### Working data ###
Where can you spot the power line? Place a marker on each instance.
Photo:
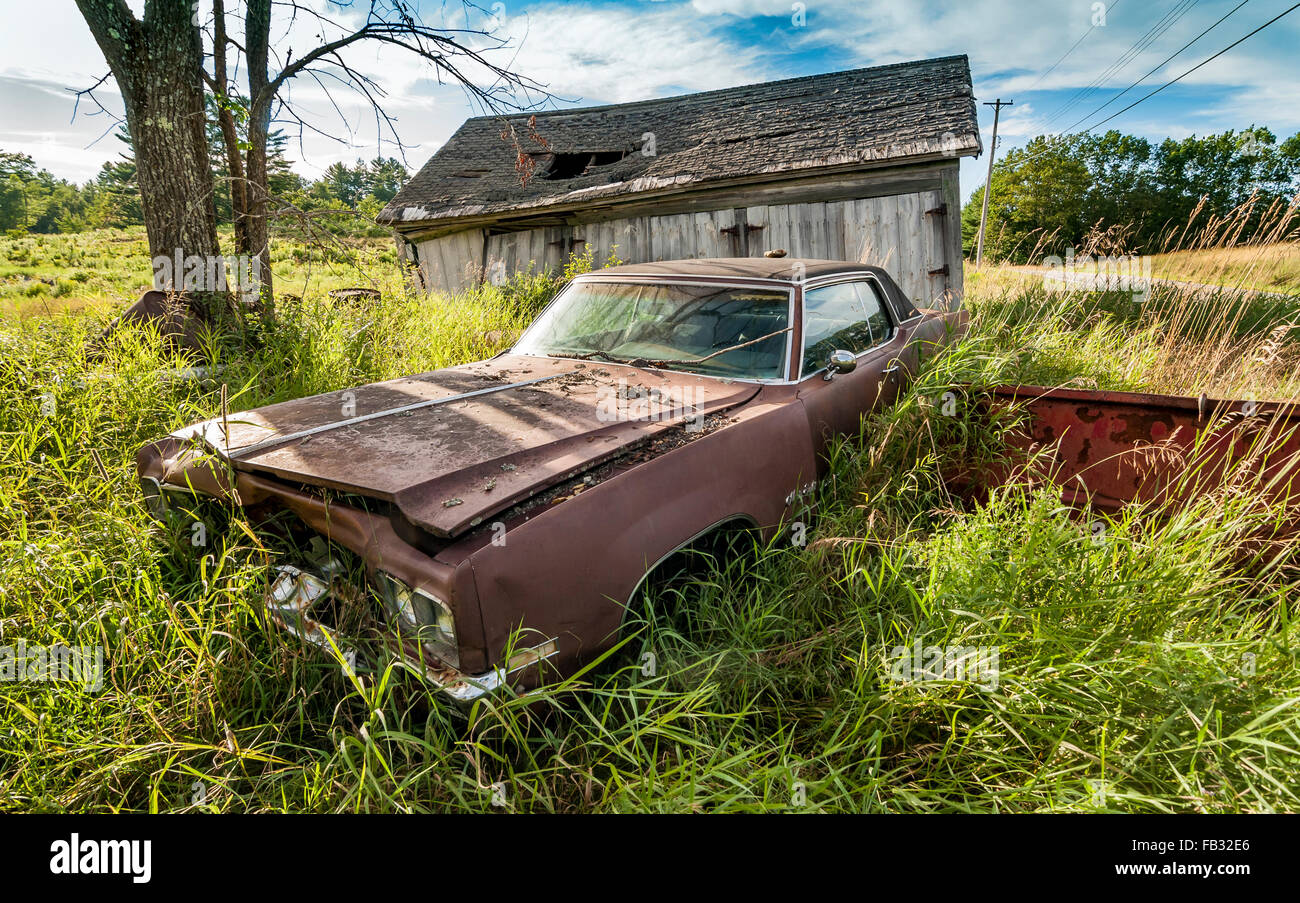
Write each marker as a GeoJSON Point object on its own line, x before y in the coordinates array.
###
### Working data ###
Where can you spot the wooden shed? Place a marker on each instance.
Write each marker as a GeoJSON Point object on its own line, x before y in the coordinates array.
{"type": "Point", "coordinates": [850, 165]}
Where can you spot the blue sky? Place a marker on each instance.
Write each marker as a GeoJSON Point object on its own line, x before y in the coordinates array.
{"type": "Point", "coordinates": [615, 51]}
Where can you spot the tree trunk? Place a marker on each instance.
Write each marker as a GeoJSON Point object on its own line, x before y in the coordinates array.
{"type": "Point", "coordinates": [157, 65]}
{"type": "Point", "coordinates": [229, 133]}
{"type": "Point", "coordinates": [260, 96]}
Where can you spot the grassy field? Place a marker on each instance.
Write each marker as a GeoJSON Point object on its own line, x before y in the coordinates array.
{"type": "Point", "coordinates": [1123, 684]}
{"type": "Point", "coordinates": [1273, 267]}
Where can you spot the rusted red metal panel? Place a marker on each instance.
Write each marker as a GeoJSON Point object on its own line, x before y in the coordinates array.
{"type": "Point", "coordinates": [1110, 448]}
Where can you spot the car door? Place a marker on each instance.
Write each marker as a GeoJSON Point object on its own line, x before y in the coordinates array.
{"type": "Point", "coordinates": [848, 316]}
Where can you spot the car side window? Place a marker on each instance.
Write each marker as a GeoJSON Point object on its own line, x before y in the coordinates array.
###
#### Exercise objective:
Count the lines in the listing where the string "Place" appears. Answer with the number only.

#### Exercise result:
8